Goal: Repeat the part of the records that opens with the line containing "Annotation guideline: for every instance of the small ice" and runs through the end of the records, swapping "thickest part" for "widest part" and leaving everything else unchanged.

Records provided:
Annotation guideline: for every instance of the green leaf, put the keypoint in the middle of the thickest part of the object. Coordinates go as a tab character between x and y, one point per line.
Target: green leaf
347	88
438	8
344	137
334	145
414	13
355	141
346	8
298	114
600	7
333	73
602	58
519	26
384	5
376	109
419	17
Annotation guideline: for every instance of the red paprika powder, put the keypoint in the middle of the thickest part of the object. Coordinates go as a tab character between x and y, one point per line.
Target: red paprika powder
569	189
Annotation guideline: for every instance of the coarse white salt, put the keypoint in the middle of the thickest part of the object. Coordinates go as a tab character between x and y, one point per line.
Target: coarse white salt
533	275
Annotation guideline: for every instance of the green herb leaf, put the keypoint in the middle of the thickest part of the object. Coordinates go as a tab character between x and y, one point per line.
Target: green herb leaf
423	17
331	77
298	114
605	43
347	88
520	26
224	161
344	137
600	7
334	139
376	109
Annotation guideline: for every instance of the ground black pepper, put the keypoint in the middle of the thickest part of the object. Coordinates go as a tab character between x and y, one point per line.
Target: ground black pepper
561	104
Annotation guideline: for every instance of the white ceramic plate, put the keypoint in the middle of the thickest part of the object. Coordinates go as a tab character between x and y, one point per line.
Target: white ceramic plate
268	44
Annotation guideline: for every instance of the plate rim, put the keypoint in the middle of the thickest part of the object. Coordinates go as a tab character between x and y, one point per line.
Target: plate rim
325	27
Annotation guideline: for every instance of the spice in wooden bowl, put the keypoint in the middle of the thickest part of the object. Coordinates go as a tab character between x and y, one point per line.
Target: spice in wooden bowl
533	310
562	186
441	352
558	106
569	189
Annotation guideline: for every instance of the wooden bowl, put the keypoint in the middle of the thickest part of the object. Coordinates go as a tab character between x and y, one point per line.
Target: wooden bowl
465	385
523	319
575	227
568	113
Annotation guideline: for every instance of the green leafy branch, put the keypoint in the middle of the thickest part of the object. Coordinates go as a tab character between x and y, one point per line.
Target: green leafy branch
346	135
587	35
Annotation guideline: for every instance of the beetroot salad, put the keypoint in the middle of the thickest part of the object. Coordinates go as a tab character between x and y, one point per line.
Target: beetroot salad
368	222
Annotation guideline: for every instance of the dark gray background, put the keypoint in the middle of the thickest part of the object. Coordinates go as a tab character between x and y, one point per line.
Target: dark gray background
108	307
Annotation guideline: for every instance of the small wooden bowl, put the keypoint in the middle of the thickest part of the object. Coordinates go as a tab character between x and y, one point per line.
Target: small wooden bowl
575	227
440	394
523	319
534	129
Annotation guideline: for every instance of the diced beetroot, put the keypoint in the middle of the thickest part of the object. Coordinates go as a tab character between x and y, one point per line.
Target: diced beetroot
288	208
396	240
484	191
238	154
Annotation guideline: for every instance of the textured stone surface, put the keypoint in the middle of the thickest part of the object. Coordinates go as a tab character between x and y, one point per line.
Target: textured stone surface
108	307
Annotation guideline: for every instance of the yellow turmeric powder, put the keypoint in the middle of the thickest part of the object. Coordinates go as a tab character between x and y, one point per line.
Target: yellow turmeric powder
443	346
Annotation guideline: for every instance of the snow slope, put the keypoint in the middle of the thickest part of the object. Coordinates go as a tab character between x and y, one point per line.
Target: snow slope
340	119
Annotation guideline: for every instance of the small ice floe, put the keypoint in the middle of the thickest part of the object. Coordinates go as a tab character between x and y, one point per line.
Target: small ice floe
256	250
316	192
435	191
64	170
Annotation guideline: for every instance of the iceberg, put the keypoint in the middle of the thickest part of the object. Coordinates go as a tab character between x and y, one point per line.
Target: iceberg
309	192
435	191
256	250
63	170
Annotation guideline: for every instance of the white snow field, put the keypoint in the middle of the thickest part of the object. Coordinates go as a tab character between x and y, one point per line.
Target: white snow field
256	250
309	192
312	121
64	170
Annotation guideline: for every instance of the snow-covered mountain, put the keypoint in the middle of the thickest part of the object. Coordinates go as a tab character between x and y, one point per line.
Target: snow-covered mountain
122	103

Response to this exercise:
Annotation guideline: for every instance of the small ice floe, put the keypoint in the middle of the widest part of the object. Coordinates go as a tab character between x and y, one point per line.
Target: small ice floe
256	250
316	192
435	191
64	170
Annotation guideline: for every instance of the iceberg, put the keypoint in the middle of the widest part of the object. Coordinates go as a tab character between x and y, one point per line.
Target: iceberg
309	192
435	191
256	250
63	170
Annotation guideline: for every instance of the white snow field, put the keypoint in the middle of the widest part of the object. Coordinates go as a tab character between x and y, one point per line.
Target: white snow field
256	250
309	192
312	121
64	170
Annotation guideline: for every instance of the snow-covered mountain, put the keypoint in the middle of the widest part of the object. Coordinates go as a tab character between x and y, one point per line.
Target: snow-covered mountain
122	103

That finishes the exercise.